■ Work instructions ■
Quote verbatim everything in the entries from the line containing "hat. Examine the image and box all occurrences." down to the line containing "[0,105,102,165]", both lines included.

================================

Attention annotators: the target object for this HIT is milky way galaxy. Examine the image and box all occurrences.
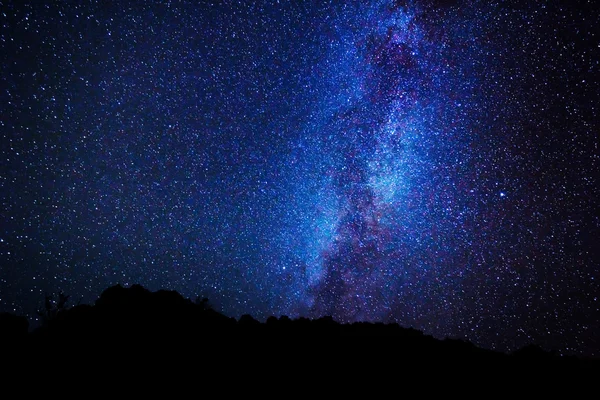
[0,0,600,356]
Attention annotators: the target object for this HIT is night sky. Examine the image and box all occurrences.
[0,0,600,356]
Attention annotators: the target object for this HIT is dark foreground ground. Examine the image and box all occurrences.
[0,285,600,379]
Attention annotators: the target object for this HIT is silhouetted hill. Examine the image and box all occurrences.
[0,285,598,369]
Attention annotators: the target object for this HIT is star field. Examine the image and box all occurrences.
[0,0,600,356]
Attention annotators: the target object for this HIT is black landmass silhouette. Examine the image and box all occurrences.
[0,285,600,372]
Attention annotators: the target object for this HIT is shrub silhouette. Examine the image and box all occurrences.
[0,285,598,368]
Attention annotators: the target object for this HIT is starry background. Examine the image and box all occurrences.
[0,0,600,356]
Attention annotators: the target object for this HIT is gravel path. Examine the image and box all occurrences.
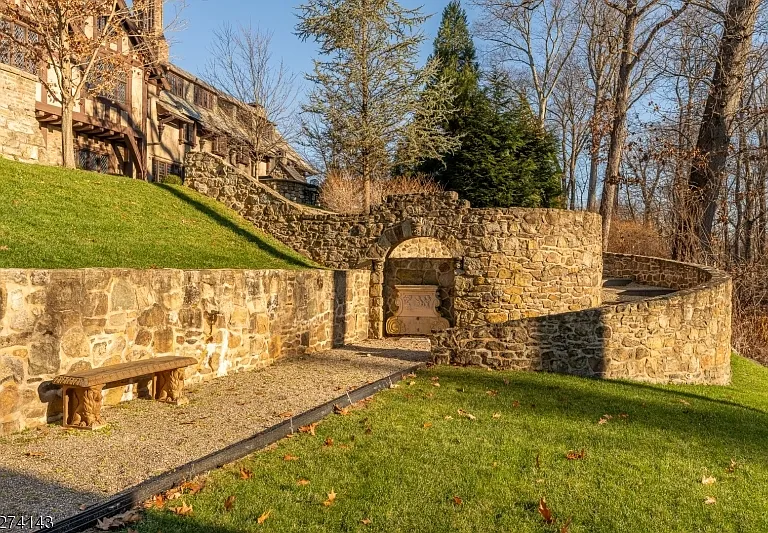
[0,339,429,521]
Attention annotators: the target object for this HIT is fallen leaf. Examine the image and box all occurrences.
[323,489,336,507]
[170,502,192,516]
[96,518,117,531]
[565,448,587,461]
[256,509,272,525]
[299,422,317,436]
[539,496,555,524]
[224,494,235,511]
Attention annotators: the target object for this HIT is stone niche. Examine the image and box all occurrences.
[0,269,370,435]
[387,285,450,335]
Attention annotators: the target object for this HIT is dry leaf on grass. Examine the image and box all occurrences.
[539,496,555,524]
[170,502,192,516]
[299,422,317,436]
[256,509,272,525]
[224,494,235,511]
[565,448,587,461]
[323,489,336,507]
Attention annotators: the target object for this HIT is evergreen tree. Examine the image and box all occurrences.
[419,0,561,207]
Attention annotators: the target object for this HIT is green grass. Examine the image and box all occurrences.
[129,357,768,533]
[0,159,313,269]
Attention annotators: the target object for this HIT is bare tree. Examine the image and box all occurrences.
[0,0,178,168]
[600,0,688,243]
[674,0,760,258]
[203,24,300,177]
[475,0,583,125]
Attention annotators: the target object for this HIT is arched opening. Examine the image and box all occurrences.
[382,237,455,336]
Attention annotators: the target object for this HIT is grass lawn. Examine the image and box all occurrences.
[133,357,768,533]
[0,158,313,268]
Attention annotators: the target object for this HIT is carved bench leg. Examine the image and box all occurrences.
[154,368,189,405]
[62,385,104,429]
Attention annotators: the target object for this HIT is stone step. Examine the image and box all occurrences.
[603,278,632,287]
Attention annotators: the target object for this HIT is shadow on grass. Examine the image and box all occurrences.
[431,367,768,456]
[158,184,317,268]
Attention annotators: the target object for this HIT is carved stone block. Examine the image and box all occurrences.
[387,285,450,335]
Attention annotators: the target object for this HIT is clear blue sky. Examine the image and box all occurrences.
[169,0,480,93]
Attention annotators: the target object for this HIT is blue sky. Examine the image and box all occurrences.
[170,0,476,93]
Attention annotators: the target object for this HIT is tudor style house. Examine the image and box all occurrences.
[0,0,318,205]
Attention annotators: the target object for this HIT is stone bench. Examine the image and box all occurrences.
[53,357,197,429]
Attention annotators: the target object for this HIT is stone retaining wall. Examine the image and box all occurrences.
[432,254,732,384]
[0,269,370,435]
[185,153,602,338]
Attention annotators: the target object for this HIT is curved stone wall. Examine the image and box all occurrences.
[0,268,370,435]
[185,153,602,337]
[432,254,732,385]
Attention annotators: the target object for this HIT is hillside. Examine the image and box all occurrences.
[0,159,314,269]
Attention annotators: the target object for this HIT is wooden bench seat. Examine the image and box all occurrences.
[53,357,197,429]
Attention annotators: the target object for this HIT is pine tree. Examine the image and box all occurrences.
[418,0,561,207]
[296,0,458,212]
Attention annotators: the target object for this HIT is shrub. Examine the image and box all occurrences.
[160,174,183,185]
[320,171,443,213]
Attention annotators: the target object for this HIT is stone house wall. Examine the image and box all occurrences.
[0,63,44,162]
[432,254,732,384]
[185,153,602,338]
[0,269,370,435]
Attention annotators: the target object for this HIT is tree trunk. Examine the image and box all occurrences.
[61,100,75,168]
[600,5,637,246]
[676,0,760,259]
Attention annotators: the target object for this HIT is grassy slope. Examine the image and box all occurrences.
[138,357,768,533]
[0,158,312,268]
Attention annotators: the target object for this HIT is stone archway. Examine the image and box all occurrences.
[382,237,456,336]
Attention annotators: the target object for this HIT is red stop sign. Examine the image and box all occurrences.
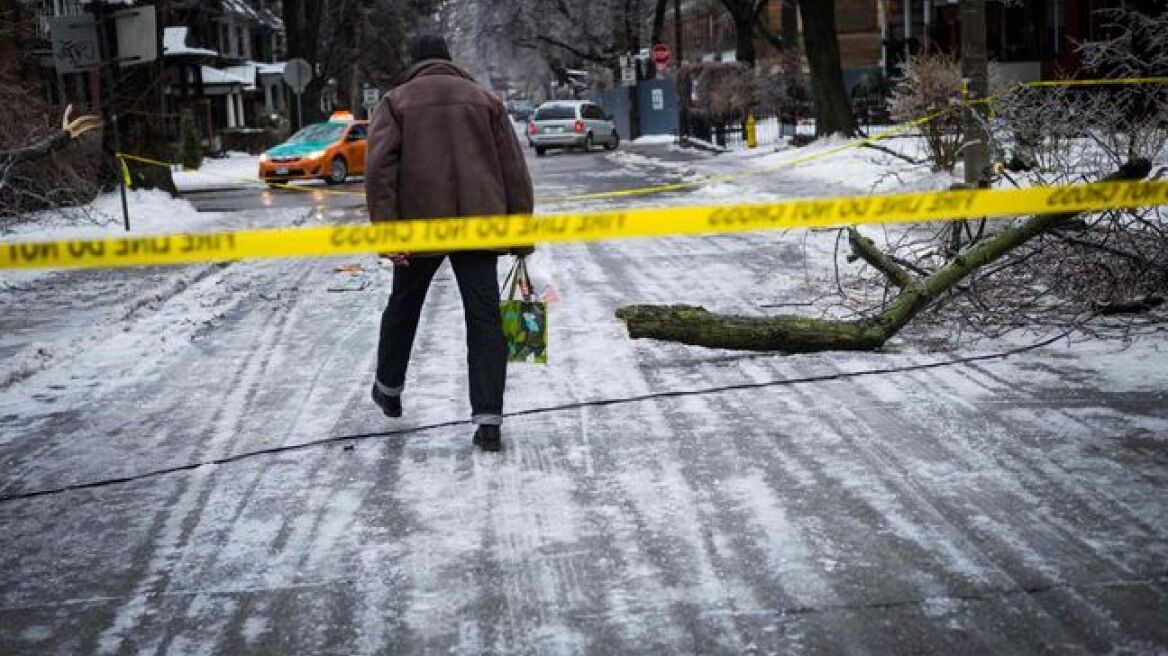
[653,43,669,67]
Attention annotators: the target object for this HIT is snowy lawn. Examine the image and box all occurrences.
[173,152,263,191]
[0,135,1168,655]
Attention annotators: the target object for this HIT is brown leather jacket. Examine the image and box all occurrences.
[366,60,535,243]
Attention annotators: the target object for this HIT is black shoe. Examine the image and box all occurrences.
[373,384,402,417]
[473,424,503,451]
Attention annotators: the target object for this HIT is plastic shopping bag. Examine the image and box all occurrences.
[499,258,548,364]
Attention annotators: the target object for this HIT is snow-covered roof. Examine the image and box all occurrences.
[256,62,287,75]
[222,62,259,91]
[162,27,218,57]
[223,0,284,29]
[203,67,248,88]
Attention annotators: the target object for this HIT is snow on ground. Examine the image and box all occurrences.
[174,152,263,191]
[632,134,677,146]
[0,135,1168,654]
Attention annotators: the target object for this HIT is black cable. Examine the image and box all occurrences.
[0,330,1071,503]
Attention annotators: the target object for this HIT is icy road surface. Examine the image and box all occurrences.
[0,140,1168,655]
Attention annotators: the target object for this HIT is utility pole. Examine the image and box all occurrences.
[90,1,130,232]
[948,0,989,256]
[961,0,989,187]
[673,0,691,139]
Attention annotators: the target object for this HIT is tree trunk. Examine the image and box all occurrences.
[734,8,757,68]
[799,0,856,137]
[947,0,989,257]
[617,160,1152,353]
[284,0,325,128]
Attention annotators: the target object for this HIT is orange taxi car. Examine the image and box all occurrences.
[259,112,369,184]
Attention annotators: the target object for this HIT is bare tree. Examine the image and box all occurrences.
[799,0,856,137]
[618,6,1168,353]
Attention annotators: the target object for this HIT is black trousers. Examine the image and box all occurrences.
[376,251,507,424]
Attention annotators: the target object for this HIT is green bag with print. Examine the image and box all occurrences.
[499,257,548,364]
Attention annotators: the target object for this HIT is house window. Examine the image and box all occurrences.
[53,0,82,16]
[1047,0,1066,55]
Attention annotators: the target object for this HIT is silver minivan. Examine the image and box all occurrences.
[527,100,620,155]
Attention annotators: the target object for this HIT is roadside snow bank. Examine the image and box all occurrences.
[631,134,677,146]
[4,189,220,242]
[173,153,262,191]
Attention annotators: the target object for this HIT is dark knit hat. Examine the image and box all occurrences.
[410,34,450,64]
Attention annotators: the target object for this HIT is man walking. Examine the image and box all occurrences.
[366,36,535,451]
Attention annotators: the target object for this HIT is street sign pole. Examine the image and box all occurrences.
[284,57,312,130]
[93,2,130,232]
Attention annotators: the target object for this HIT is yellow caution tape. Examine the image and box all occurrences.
[107,77,1168,203]
[0,181,1168,270]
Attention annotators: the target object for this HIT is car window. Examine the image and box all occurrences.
[535,105,576,120]
[288,123,345,144]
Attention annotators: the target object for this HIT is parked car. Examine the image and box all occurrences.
[527,100,620,155]
[507,100,535,120]
[259,112,369,184]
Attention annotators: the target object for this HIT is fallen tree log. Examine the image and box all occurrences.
[617,160,1152,353]
[0,105,102,165]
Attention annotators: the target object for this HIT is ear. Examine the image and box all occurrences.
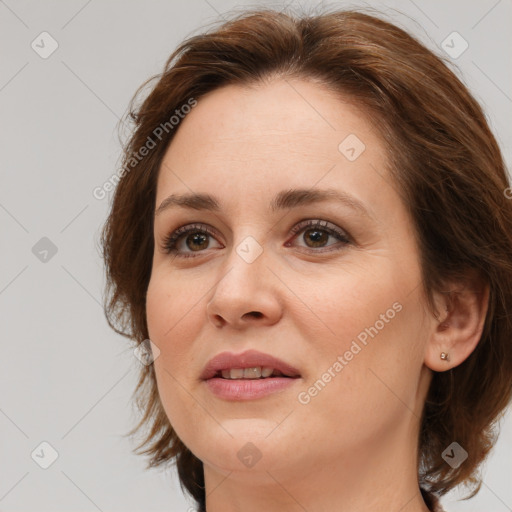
[425,270,489,372]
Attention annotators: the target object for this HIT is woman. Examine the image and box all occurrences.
[102,6,512,512]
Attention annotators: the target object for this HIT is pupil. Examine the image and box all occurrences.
[306,229,329,247]
[187,233,208,250]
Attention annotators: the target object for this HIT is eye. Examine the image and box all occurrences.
[163,224,222,258]
[285,219,351,252]
[162,219,351,258]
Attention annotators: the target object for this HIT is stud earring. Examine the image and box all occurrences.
[440,352,450,361]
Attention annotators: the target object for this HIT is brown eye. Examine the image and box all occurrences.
[163,224,222,258]
[286,220,351,252]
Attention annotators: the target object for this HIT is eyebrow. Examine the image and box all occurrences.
[155,188,370,217]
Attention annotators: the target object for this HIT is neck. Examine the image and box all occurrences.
[204,416,429,512]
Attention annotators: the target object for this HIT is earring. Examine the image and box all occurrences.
[440,352,450,361]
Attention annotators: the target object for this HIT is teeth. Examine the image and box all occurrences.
[261,366,274,377]
[244,366,261,379]
[221,366,282,379]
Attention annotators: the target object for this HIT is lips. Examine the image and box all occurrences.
[200,350,300,380]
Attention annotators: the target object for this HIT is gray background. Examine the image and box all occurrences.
[0,0,512,512]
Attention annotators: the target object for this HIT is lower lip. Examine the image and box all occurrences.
[205,377,299,400]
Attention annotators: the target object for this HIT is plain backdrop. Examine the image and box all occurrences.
[0,0,512,512]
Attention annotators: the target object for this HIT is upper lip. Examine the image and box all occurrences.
[201,350,300,380]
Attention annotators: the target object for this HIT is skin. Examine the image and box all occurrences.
[147,79,487,512]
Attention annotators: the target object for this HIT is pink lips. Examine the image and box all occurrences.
[201,350,300,401]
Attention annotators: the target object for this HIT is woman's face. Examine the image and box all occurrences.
[147,80,431,476]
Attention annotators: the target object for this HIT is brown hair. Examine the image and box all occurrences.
[101,6,512,509]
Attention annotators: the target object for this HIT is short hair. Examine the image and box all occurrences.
[101,9,512,509]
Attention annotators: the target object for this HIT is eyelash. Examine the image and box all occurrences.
[163,219,351,258]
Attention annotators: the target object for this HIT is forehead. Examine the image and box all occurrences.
[157,79,392,212]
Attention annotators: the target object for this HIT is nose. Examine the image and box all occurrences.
[206,242,282,330]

================================

■ Complete response ■
Attention annotators: the target object for this HIT is dark knit hat. Examine the image and box all occurrences.
[410,34,450,64]
Attention annotators: the target object for this HIT is man walking. Examine the image and box all occurrences.
[366,36,535,451]
Attention annotators: the target object for this HIT is street sign pole. Examine the image and box all occurrences.
[284,57,312,130]
[93,2,130,232]
Attention annotators: the target object for this HIT is yellow caution tape. Examine the image and box all occurrences.
[107,77,1168,203]
[0,181,1168,270]
Attention annotators: the target object for this HIT is car window. Examine the image and box all occurrences.
[535,105,576,120]
[288,123,345,144]
Attention annotators: the target object for this HIT is parked car. Examine the image and box all occurrences.
[527,100,620,155]
[507,100,535,120]
[259,112,369,184]
Attention annotators: the target object for this HIT is fallen tree log. Examine the image and box all occurrences.
[617,160,1152,353]
[0,105,102,165]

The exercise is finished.